→ **Task brief**:
Nothing but the data itself, reproduced exactly, is the expected answer.

→ **Supplied data**:
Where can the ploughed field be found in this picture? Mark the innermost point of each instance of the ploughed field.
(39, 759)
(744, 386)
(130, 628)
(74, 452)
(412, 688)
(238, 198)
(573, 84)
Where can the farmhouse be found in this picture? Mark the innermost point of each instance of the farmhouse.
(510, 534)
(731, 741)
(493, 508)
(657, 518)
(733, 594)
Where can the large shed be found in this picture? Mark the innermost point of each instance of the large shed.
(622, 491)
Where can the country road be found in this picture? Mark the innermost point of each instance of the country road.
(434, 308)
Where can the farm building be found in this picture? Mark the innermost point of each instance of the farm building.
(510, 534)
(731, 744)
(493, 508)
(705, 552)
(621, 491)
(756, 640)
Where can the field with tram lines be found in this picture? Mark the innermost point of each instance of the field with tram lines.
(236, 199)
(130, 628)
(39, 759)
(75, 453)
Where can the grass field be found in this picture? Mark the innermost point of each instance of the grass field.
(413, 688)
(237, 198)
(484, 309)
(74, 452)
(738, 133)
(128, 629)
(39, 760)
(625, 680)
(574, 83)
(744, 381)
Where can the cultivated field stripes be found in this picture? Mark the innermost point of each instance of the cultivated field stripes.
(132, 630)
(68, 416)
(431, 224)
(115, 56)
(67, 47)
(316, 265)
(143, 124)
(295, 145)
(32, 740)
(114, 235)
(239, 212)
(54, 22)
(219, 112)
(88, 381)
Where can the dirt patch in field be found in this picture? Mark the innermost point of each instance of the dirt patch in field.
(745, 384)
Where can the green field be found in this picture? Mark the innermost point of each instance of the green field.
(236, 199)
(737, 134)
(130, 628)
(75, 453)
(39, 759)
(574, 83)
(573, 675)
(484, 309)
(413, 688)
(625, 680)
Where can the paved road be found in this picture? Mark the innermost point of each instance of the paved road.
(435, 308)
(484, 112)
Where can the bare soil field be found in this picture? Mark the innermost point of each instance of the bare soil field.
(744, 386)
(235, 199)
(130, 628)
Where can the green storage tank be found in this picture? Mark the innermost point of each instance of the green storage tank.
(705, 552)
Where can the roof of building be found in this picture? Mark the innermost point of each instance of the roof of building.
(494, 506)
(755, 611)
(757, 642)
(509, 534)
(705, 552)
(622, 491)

→ **Exercise solution**:
Where can the ploughed field be found in this picture? Mark the innermost point of each instance of the ploughed field.
(39, 759)
(744, 386)
(130, 628)
(74, 452)
(412, 688)
(238, 198)
(573, 84)
Where can the farmhouse be found in this picture? Mark the innermost point of each instance of the farmhouse.
(510, 534)
(731, 741)
(493, 508)
(657, 518)
(733, 594)
Where can the large shed be found in this picture? Mark the innermost point of each instance of the large shed.
(622, 491)
Where can the country road be found in this picture? Mark the innermost point of each instance of the country road.
(434, 308)
Where can the farm building be found in this picture? Mark the innermost point of each instance of the farm building.
(510, 534)
(731, 744)
(493, 508)
(705, 552)
(621, 491)
(756, 640)
Where can the field with tram lines be found in this picture? Mark the innermost point of each instance of the field with tram lines.
(236, 199)
(130, 628)
(39, 759)
(75, 453)
Where can the grass field be found in this picture? Mark the innermost point of each instance of the grass field.
(413, 688)
(237, 198)
(484, 309)
(74, 452)
(738, 133)
(128, 629)
(39, 760)
(625, 680)
(574, 83)
(744, 381)
Where can the cultivated field stripes be found in this picture? Mark the innermost point of each instance of the cultivated field stripes.
(132, 630)
(68, 416)
(431, 224)
(115, 56)
(67, 47)
(316, 265)
(143, 124)
(295, 145)
(32, 740)
(114, 235)
(239, 212)
(54, 22)
(219, 112)
(88, 381)
Where can the dirt patch in field be found in this picture? Mark the innermost point of each instance of the dirt patch in field.
(745, 384)
Where can the green field be found in this picture? Mark the innermost point of each instance of the green field.
(236, 199)
(737, 134)
(130, 628)
(75, 453)
(39, 759)
(574, 83)
(573, 675)
(484, 309)
(413, 688)
(625, 680)
Where can the paved road be found in this picture? Mark the innermost point of each instance of the paved road.
(435, 308)
(484, 112)
Where can the bare soil field be found in this picture? Mark the innermost point of each instance of the bare soil field.
(744, 386)
(235, 199)
(130, 628)
Where can the green storage tank be found in this picture? Mark the innermost point of each instance of the green storage tank.
(705, 552)
Where can the roof of building be found in this picture? Mark the innermost point of each instance of the roof of building.
(494, 506)
(755, 611)
(757, 642)
(509, 534)
(705, 552)
(622, 491)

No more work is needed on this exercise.